*Required tasks:*
**1.** Answer these questions using the passage on Australia's economic outlook:
(a) To what rate is unemployment predicted to rise next year?
(b) What is the Reserve Bank's target range for inflation?
(c) According to the passage, how could the government fix the poverty caused by rising unemployment?
**2.** Extend the passage on Australia's economic outlook, picking up after its final sentence.

*Document text:*
The labour market will also be hit, seeing growth in employment fall from 2.5% to just 1%. Unemployment is predicted to increase from 3.5% to 4.25% next year and 4.5% a year later. If the unemployment rate gets to 4.5%, that will mean an extra 140,000 unemployed.

This is exactly what the RBA is trying to achieve. The RBA Governor has said that in order for inflation to get back into the Reserve Bank’s target range of 2% -3%, unemployment will need to rise to 4.5%. At the same time that unemployment is predicted to get to 4.5%, Treasury is also predicting that inflation will go from 6% this year to 3.25% next year and then into the RBA target range at 2.75% the following year.

Reducing inflation by slowing the economy and increasing unemployment is a tried and tested method, but it does push thousands of Australians into poverty. The government could fix this by increasing Jobseeker up to at least the poverty line. One of the important budget measures this year was an increase in the base rate of Jobseeker.

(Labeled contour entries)
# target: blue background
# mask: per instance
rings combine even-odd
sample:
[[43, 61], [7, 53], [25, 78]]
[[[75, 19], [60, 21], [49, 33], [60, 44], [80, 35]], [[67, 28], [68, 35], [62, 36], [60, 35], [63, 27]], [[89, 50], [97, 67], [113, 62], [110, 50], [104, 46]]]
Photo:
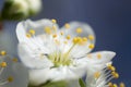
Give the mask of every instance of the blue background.
[[60, 26], [70, 21], [88, 23], [97, 39], [94, 51], [117, 52], [114, 65], [120, 74], [118, 82], [131, 87], [131, 0], [43, 0], [43, 11], [34, 20], [56, 18]]

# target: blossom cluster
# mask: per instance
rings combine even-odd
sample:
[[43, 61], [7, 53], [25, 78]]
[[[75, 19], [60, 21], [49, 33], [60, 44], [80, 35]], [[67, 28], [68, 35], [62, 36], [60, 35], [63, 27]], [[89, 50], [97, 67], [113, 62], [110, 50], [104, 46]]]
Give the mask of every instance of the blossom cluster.
[[[91, 53], [96, 37], [88, 24], [70, 22], [60, 28], [56, 20], [27, 20], [17, 24], [16, 36], [21, 63], [11, 63], [10, 70], [5, 72], [16, 77], [8, 77], [0, 85], [13, 83], [13, 87], [118, 87], [111, 83], [114, 78], [119, 78], [111, 61], [116, 53]], [[1, 55], [4, 57], [5, 52], [1, 51]], [[7, 63], [1, 62], [0, 73], [7, 67]], [[15, 64], [24, 66], [13, 67]], [[121, 83], [119, 87], [124, 87], [124, 84]]]

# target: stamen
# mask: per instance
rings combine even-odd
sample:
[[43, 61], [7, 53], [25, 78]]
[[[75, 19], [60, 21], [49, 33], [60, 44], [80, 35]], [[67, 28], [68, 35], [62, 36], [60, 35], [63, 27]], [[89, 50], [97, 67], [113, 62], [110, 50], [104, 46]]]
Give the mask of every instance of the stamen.
[[35, 30], [34, 29], [29, 29], [28, 32], [31, 35], [35, 35]]
[[63, 35], [63, 32], [61, 32], [60, 35], [62, 36], [62, 35]]
[[95, 46], [94, 46], [93, 44], [91, 44], [91, 45], [88, 46], [90, 49], [94, 49], [94, 47], [95, 47]]
[[94, 77], [95, 77], [95, 78], [98, 78], [99, 76], [100, 76], [100, 73], [99, 73], [99, 72], [94, 73]]
[[32, 37], [32, 35], [27, 33], [27, 34], [26, 34], [26, 37], [27, 37], [27, 38], [31, 38], [31, 37]]
[[87, 41], [87, 38], [86, 38], [86, 37], [83, 37], [83, 41]]
[[100, 53], [98, 53], [98, 54], [97, 54], [97, 58], [98, 58], [98, 59], [102, 59], [102, 54], [100, 54]]
[[68, 29], [68, 28], [70, 28], [70, 24], [64, 24], [64, 27]]
[[53, 30], [57, 30], [57, 26], [56, 26], [56, 25], [52, 25], [52, 29], [53, 29]]
[[5, 55], [7, 52], [5, 52], [4, 50], [2, 50], [2, 51], [0, 52], [0, 54], [1, 54], [1, 55]]
[[82, 28], [76, 28], [78, 34], [81, 34], [82, 32], [83, 32]]
[[114, 84], [112, 84], [112, 83], [108, 83], [108, 86], [109, 86], [109, 87], [112, 87], [112, 86], [114, 86]]
[[126, 87], [126, 85], [123, 83], [120, 83], [119, 87]]
[[51, 22], [56, 24], [56, 23], [57, 23], [57, 20], [52, 18]]
[[71, 36], [70, 36], [70, 35], [68, 35], [68, 36], [67, 36], [67, 39], [68, 39], [68, 40], [69, 40], [69, 39], [71, 39]]
[[49, 26], [46, 26], [46, 27], [45, 27], [45, 33], [46, 33], [46, 34], [51, 34], [51, 28], [50, 28]]
[[13, 61], [13, 62], [17, 62], [17, 59], [16, 59], [16, 58], [13, 58], [12, 61]]
[[52, 37], [56, 38], [56, 37], [57, 37], [57, 34], [52, 35]]
[[114, 84], [112, 87], [118, 87], [118, 85], [117, 85], [117, 84]]
[[8, 82], [9, 82], [9, 83], [12, 83], [12, 82], [13, 82], [13, 77], [12, 77], [12, 76], [9, 76], [9, 77], [8, 77]]
[[0, 66], [1, 66], [1, 67], [5, 67], [5, 66], [7, 66], [7, 62], [0, 63]]
[[90, 39], [90, 40], [94, 40], [95, 37], [94, 37], [93, 35], [88, 35], [88, 39]]

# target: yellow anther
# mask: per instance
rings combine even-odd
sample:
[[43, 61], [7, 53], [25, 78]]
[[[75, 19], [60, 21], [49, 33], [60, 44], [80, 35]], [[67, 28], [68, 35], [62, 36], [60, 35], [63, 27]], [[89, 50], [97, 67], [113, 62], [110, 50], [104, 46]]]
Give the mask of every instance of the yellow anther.
[[110, 67], [110, 71], [115, 72], [115, 71], [116, 71], [116, 67], [115, 67], [115, 66], [111, 66], [111, 67]]
[[31, 34], [26, 34], [26, 37], [27, 37], [27, 38], [31, 38], [31, 37], [32, 37], [32, 35], [31, 35]]
[[94, 46], [93, 44], [91, 44], [91, 45], [88, 46], [90, 49], [94, 49], [94, 47], [95, 47], [95, 46]]
[[100, 53], [97, 53], [97, 58], [98, 58], [98, 59], [102, 59], [102, 54], [100, 54]]
[[5, 55], [7, 52], [3, 50], [3, 51], [0, 52], [0, 54], [1, 54], [1, 55]]
[[87, 38], [86, 38], [86, 37], [83, 37], [83, 41], [87, 41]]
[[90, 59], [91, 59], [91, 58], [92, 58], [92, 54], [87, 54], [87, 58], [90, 58]]
[[66, 45], [68, 44], [68, 41], [63, 41]]
[[57, 37], [57, 35], [55, 34], [55, 35], [52, 35], [52, 37], [53, 37], [53, 38], [56, 38], [56, 37]]
[[68, 24], [68, 23], [64, 24], [64, 27], [66, 27], [66, 28], [70, 28], [70, 24]]
[[51, 28], [50, 28], [49, 26], [46, 26], [46, 27], [45, 27], [45, 33], [46, 33], [46, 34], [51, 34]]
[[13, 58], [12, 61], [13, 61], [13, 62], [17, 62], [19, 60], [17, 60], [16, 58]]
[[111, 74], [112, 74], [112, 76], [114, 76], [115, 78], [119, 78], [119, 74], [118, 74], [118, 73], [112, 72]]
[[67, 39], [68, 39], [68, 40], [69, 40], [69, 39], [71, 39], [71, 36], [70, 36], [70, 35], [68, 35], [68, 36], [67, 36]]
[[117, 84], [114, 84], [112, 87], [118, 87], [118, 85], [117, 85]]
[[12, 76], [8, 77], [8, 82], [12, 83], [13, 82], [13, 77]]
[[31, 35], [35, 35], [35, 30], [34, 29], [29, 29], [29, 34]]
[[1, 66], [1, 67], [5, 67], [5, 66], [7, 66], [7, 62], [0, 63], [0, 66]]
[[123, 83], [120, 83], [119, 87], [126, 87], [126, 85]]
[[57, 30], [57, 26], [56, 26], [56, 25], [52, 25], [52, 29], [53, 29], [53, 30]]
[[60, 35], [63, 35], [63, 32], [61, 32]]
[[98, 78], [99, 76], [100, 76], [100, 73], [99, 73], [99, 72], [94, 73], [94, 77], [95, 77], [95, 78]]
[[108, 83], [108, 87], [112, 87], [112, 83]]
[[94, 37], [93, 35], [88, 35], [88, 39], [90, 39], [90, 40], [94, 40], [95, 37]]
[[52, 23], [57, 23], [57, 20], [52, 18], [51, 22], [52, 22]]
[[76, 33], [81, 34], [82, 33], [82, 28], [76, 28]]
[[116, 67], [115, 67], [115, 66], [112, 66], [111, 64], [108, 64], [108, 65], [107, 65], [107, 67], [108, 67], [108, 70], [110, 70], [110, 71], [112, 71], [112, 72], [115, 72], [115, 71], [116, 71]]
[[55, 40], [57, 45], [60, 45], [60, 41], [58, 39]]
[[78, 44], [78, 38], [76, 37], [73, 38], [73, 42]]

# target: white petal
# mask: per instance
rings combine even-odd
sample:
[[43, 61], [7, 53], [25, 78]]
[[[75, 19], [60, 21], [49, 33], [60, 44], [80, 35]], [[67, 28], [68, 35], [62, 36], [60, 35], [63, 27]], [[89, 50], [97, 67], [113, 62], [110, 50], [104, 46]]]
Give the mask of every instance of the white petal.
[[68, 80], [67, 87], [81, 87], [81, 86], [79, 84], [79, 79], [74, 79], [74, 80]]
[[46, 57], [40, 58], [40, 53], [39, 57], [35, 57], [34, 50], [31, 49], [26, 44], [19, 45], [19, 55], [21, 61], [31, 69], [44, 69], [53, 66], [52, 62]]
[[32, 85], [40, 85], [47, 80], [59, 82], [81, 78], [86, 70], [86, 64], [79, 60], [72, 66], [59, 66], [53, 69], [31, 70], [29, 80]]
[[[97, 54], [100, 54], [100, 58], [98, 58]], [[87, 76], [86, 76], [87, 87], [96, 87], [97, 83], [94, 77], [94, 73], [103, 72], [107, 63], [111, 62], [111, 59], [115, 57], [115, 54], [116, 53], [112, 51], [99, 51], [99, 52], [91, 53], [91, 58], [85, 59], [85, 61], [88, 62]], [[105, 79], [102, 80], [104, 82]]]
[[7, 79], [9, 76], [13, 77], [13, 82], [3, 85], [2, 87], [27, 87], [28, 84], [28, 72], [21, 63], [14, 63], [11, 59], [3, 59], [8, 66], [1, 74], [1, 79]]
[[44, 28], [46, 26], [48, 27], [56, 26], [58, 28], [57, 24], [53, 24], [50, 20], [47, 20], [47, 18], [34, 21], [34, 22], [31, 20], [20, 22], [16, 26], [16, 35], [17, 35], [19, 41], [22, 42], [28, 39], [26, 37], [26, 34], [29, 29], [34, 29], [36, 32], [36, 36], [44, 34], [45, 33]]
[[[93, 35], [95, 37], [93, 28], [88, 24], [82, 22], [70, 22], [69, 24], [70, 28], [67, 29], [64, 26], [61, 28], [61, 30], [66, 32], [67, 35], [71, 35], [73, 37], [87, 37], [88, 35]], [[82, 28], [82, 34], [76, 34], [78, 28]]]
[[99, 52], [94, 52], [90, 54], [91, 58], [87, 57], [88, 61], [91, 61], [91, 63], [95, 64], [105, 64], [110, 62], [112, 60], [112, 58], [116, 55], [115, 52], [112, 51], [99, 51]]
[[41, 9], [41, 0], [27, 0], [31, 13], [37, 13]]

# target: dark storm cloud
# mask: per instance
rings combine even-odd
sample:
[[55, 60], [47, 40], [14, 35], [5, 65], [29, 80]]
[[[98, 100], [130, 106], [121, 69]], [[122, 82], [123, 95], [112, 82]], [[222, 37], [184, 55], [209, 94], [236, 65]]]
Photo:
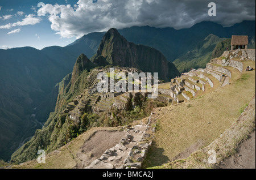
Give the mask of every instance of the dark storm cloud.
[[[80, 36], [112, 27], [133, 25], [189, 28], [203, 21], [230, 26], [255, 20], [255, 1], [80, 0], [75, 6], [47, 5], [39, 10], [48, 15], [51, 28], [62, 37]], [[216, 4], [217, 15], [208, 14], [208, 3]]]

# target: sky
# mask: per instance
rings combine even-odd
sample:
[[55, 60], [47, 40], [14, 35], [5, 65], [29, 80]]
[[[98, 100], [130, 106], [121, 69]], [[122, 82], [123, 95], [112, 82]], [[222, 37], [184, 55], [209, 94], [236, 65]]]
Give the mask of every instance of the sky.
[[[216, 16], [208, 14], [210, 2]], [[111, 28], [180, 29], [203, 21], [229, 27], [255, 19], [255, 0], [0, 0], [0, 49], [64, 46]]]

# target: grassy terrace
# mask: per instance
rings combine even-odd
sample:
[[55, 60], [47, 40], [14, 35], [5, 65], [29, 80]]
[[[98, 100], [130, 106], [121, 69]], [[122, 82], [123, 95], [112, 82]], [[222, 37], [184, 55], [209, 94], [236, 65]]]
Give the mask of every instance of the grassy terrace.
[[[154, 109], [151, 120], [157, 130], [143, 168], [179, 168], [175, 163], [170, 163], [175, 156], [192, 147], [195, 151], [208, 145], [238, 119], [241, 109], [255, 94], [255, 71], [245, 71], [247, 66], [255, 68], [255, 62], [249, 61], [243, 63], [245, 69], [242, 74], [233, 67], [226, 67], [232, 74], [231, 84], [218, 89], [220, 82], [207, 75], [214, 86], [212, 89], [206, 84], [203, 96]], [[161, 166], [166, 163], [170, 164]]]
[[161, 83], [158, 84], [158, 88], [159, 89], [170, 89], [171, 83]]

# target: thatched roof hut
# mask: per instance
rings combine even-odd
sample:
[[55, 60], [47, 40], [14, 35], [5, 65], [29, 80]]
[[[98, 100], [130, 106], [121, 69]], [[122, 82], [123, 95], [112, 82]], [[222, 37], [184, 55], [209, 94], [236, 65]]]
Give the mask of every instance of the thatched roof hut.
[[231, 40], [231, 50], [238, 48], [247, 49], [248, 36], [232, 36]]

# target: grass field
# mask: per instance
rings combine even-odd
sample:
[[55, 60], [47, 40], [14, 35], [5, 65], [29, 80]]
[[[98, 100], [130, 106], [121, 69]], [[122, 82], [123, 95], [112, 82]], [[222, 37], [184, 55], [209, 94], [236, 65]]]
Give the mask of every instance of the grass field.
[[[243, 67], [255, 68], [255, 62], [243, 61]], [[214, 87], [206, 87], [203, 96], [185, 103], [155, 109], [151, 119], [157, 131], [155, 139], [143, 165], [144, 168], [162, 165], [176, 156], [196, 147], [208, 145], [235, 122], [241, 109], [255, 93], [255, 71], [241, 74], [228, 67], [232, 76], [229, 85], [221, 89], [220, 83], [211, 78]], [[210, 87], [209, 87], [210, 88]]]

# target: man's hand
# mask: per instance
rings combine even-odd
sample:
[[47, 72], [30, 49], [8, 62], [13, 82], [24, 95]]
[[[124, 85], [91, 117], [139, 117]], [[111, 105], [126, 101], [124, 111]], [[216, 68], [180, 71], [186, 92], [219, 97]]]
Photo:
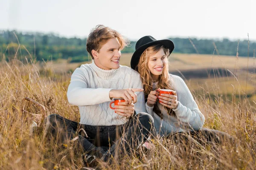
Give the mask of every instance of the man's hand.
[[131, 105], [137, 102], [137, 95], [134, 92], [143, 91], [143, 88], [128, 88], [123, 90], [111, 90], [109, 91], [109, 97], [115, 99], [123, 99], [125, 105]]
[[115, 111], [120, 116], [129, 118], [132, 116], [134, 113], [134, 105], [131, 103], [131, 105], [126, 105], [125, 102], [119, 102], [119, 105], [115, 105]]
[[147, 105], [149, 107], [153, 107], [154, 105], [156, 103], [159, 93], [157, 91], [151, 91], [148, 96]]

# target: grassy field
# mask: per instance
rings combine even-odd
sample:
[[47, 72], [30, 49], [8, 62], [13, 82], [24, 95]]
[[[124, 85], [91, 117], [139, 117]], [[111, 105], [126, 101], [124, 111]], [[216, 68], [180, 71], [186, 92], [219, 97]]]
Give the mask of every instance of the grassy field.
[[[122, 55], [121, 64], [129, 66], [131, 54]], [[149, 152], [140, 149], [120, 162], [99, 162], [101, 169], [254, 169], [256, 167], [256, 75], [247, 74], [247, 58], [172, 54], [170, 72], [181, 73], [212, 68], [229, 69], [229, 77], [185, 77], [205, 117], [204, 127], [233, 136], [235, 144], [201, 144], [192, 140], [186, 145], [170, 139], [155, 139]], [[249, 66], [253, 70], [254, 60]], [[73, 121], [79, 119], [78, 108], [69, 104], [66, 93], [72, 72], [81, 63], [58, 62], [23, 65], [18, 61], [0, 63], [0, 168], [81, 169], [81, 152], [74, 144], [64, 145], [43, 138], [40, 125], [35, 134], [29, 126], [33, 117], [43, 115], [40, 108], [23, 99], [33, 99], [44, 106], [47, 115], [55, 113]], [[193, 73], [192, 71], [191, 71]], [[24, 108], [26, 112], [22, 111]], [[42, 121], [43, 118], [39, 120]]]

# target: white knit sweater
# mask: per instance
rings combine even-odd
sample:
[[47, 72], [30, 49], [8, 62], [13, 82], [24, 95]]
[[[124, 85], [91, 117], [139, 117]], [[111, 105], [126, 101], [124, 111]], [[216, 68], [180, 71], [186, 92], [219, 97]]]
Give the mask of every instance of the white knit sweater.
[[[70, 103], [79, 107], [81, 124], [120, 125], [127, 120], [109, 108], [112, 99], [110, 98], [109, 91], [131, 88], [143, 88], [138, 73], [121, 65], [117, 69], [103, 70], [93, 60], [92, 63], [81, 65], [72, 74], [67, 99]], [[136, 93], [138, 101], [134, 104], [136, 113], [145, 112], [144, 93]]]
[[[178, 102], [176, 109], [173, 110], [175, 116], [170, 116], [163, 106], [157, 102], [162, 111], [163, 119], [153, 111], [154, 106], [150, 107], [146, 103], [147, 112], [154, 118], [155, 130], [161, 136], [181, 132], [185, 130], [197, 131], [201, 129], [204, 122], [204, 116], [198, 109], [189, 90], [180, 77], [169, 74], [172, 86], [176, 91]], [[156, 84], [153, 85], [155, 87]], [[155, 90], [155, 88], [153, 88]]]

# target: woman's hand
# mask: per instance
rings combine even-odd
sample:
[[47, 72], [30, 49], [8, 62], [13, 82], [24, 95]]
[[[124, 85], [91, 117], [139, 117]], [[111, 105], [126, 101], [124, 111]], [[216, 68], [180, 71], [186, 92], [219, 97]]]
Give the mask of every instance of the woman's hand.
[[131, 105], [126, 105], [125, 102], [119, 102], [119, 105], [115, 105], [115, 112], [120, 116], [129, 119], [134, 113], [134, 105], [132, 102]]
[[159, 101], [162, 102], [161, 104], [172, 109], [175, 109], [178, 107], [177, 94], [176, 91], [173, 92], [173, 95], [169, 94], [161, 94], [159, 96]]
[[[157, 90], [160, 89], [159, 88]], [[153, 107], [154, 105], [157, 103], [158, 96], [159, 96], [159, 93], [157, 92], [156, 91], [151, 91], [148, 96], [147, 105], [149, 107]]]

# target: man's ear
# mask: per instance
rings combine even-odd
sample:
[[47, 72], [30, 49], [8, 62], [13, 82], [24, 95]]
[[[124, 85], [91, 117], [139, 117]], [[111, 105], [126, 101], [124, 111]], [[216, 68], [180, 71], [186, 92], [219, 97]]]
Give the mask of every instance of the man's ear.
[[92, 50], [92, 54], [93, 55], [93, 57], [94, 59], [98, 59], [99, 58], [99, 57], [98, 57], [98, 52], [95, 50]]

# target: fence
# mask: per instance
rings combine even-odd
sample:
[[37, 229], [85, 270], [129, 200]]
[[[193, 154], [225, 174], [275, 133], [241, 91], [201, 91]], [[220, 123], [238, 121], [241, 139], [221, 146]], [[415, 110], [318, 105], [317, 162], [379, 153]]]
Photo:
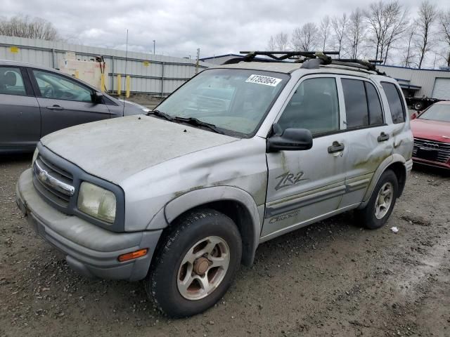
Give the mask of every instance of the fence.
[[[195, 74], [195, 60], [191, 59], [129, 51], [125, 62], [124, 51], [0, 36], [0, 59], [2, 60], [58, 69], [68, 51], [75, 53], [75, 58], [82, 60], [103, 55], [110, 72], [105, 81], [109, 91], [117, 90], [117, 74], [121, 75], [122, 88], [124, 88], [127, 74], [131, 77], [131, 93], [165, 96]], [[198, 71], [214, 65], [200, 61]]]

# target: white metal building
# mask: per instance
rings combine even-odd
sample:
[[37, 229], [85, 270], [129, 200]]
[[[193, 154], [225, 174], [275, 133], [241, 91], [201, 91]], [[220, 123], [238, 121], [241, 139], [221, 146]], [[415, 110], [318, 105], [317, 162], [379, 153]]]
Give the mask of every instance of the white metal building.
[[[196, 71], [195, 60], [162, 55], [108, 49], [62, 41], [44, 41], [0, 36], [0, 60], [11, 60], [58, 69], [66, 52], [73, 52], [77, 60], [88, 61], [103, 55], [109, 68], [105, 86], [117, 91], [117, 75], [120, 74], [122, 90], [125, 75], [131, 77], [131, 92], [167, 95], [191, 79]], [[212, 65], [200, 62], [198, 72]]]

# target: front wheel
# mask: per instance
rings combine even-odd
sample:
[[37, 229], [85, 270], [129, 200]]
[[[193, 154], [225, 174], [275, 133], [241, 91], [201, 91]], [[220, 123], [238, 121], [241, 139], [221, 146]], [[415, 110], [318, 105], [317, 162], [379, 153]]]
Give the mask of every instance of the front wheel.
[[236, 224], [217, 211], [197, 210], [179, 218], [162, 239], [145, 282], [158, 308], [180, 317], [214, 305], [240, 263], [242, 242]]
[[391, 170], [383, 172], [366, 206], [356, 211], [358, 222], [371, 230], [382, 227], [394, 209], [398, 191], [395, 173]]
[[415, 110], [417, 110], [417, 111], [421, 110], [423, 107], [423, 103], [422, 103], [422, 102], [417, 102], [414, 103]]

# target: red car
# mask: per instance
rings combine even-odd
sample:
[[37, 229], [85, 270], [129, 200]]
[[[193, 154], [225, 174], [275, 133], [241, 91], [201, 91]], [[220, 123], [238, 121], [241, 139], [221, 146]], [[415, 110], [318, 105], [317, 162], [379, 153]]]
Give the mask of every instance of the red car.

*Final answers:*
**1.**
(a) 4.25%
(b) 2% to 3%
(c) By increasing Jobseeker up to at least the poverty line.

**2.**
To move people on Jobseeker out of poverty, the rate would need to increase by about $25 a day. The Government has lifted the base rate of Jobseeker by a bit less than $3 a day. That moves those on Jobseeker to be about 15% closer to the poverty line.

It’s good that Jobseeker has increased but it’s not nearly enough. Particularly at a time when the RBA is pushing more people into unemployment in order to fight inflation.